Paul The Octopus Will Not Be Served For Dinner
For those of of you who have been living under a rock for the past week or so, there is an octopus in Germany named Paul who picks soccer games with startling accuracy. Since the start of the World Cup, Paul the Octopus has correctly predicted all six of Germany’s victories, and most recently picked Spain in their victory over Germany in the semi-final round (he also picked four out of six of Germany’s games in the UEFA Euro 2008).
Most recently, Paul has picked Spain to beat the Netherlands in the Final (and has picked Germay over Uruguay in the 3rd place game). So – why report about this on a food blog? Well, Paul’s prognostications have been inextricably linked to the subject of food based on the repeated calls for Paul to be eaten in retaliation for his unfavorable predictions. Now, Paul is just calling them as he sees them and can hardly be blamed for Germany’s defeat (or any other team ‘s defeat). However, this has not stopped soccer fans from speculating as to how Paul would taste grilled, with a splash of lemon and maybe some good olive oil.
Paul’s handlers at the Sea Life Aquarium in Oberhausen, Germany, have stated that this is not going to happen (and in fact, the aquarium has taken extra security precuations to prevent crazed soccer fans from attacking). However, there are still many anonymous untalented octopi out there that you can eat for dinner if you are so inclined.

◆ ◆ ◆ ◆ ◆

▶ _Instructions for the task_
Echo the passage about Paul the octopus word for word, from "Paul The Octopus Will" to "UEFA Euro 2008).". The lines that come next have no connection to the text about Paul the octopus.

(Stored data entries)
◆ ◆ ◆ ◆ ◆

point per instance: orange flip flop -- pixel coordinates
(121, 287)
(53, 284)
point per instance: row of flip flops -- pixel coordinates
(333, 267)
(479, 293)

◆ ◆ ◆ ◆ ◆

▶ _Answer section_
Paul The Octopus Will Not Be Served For Dinner
For those of of you who have been living under a rock for the past week or so, there is an octopus in Germany named Paul who picks soccer games with startling accuracy. Since the start of the World Cup, Paul the Octopus has correctly predicted all six of Germany’s victories, and most recently picked Spain in their victory over Germany in the semi-final round (he also picked four out of six of Germany’s games in the UEFA Euro 2008).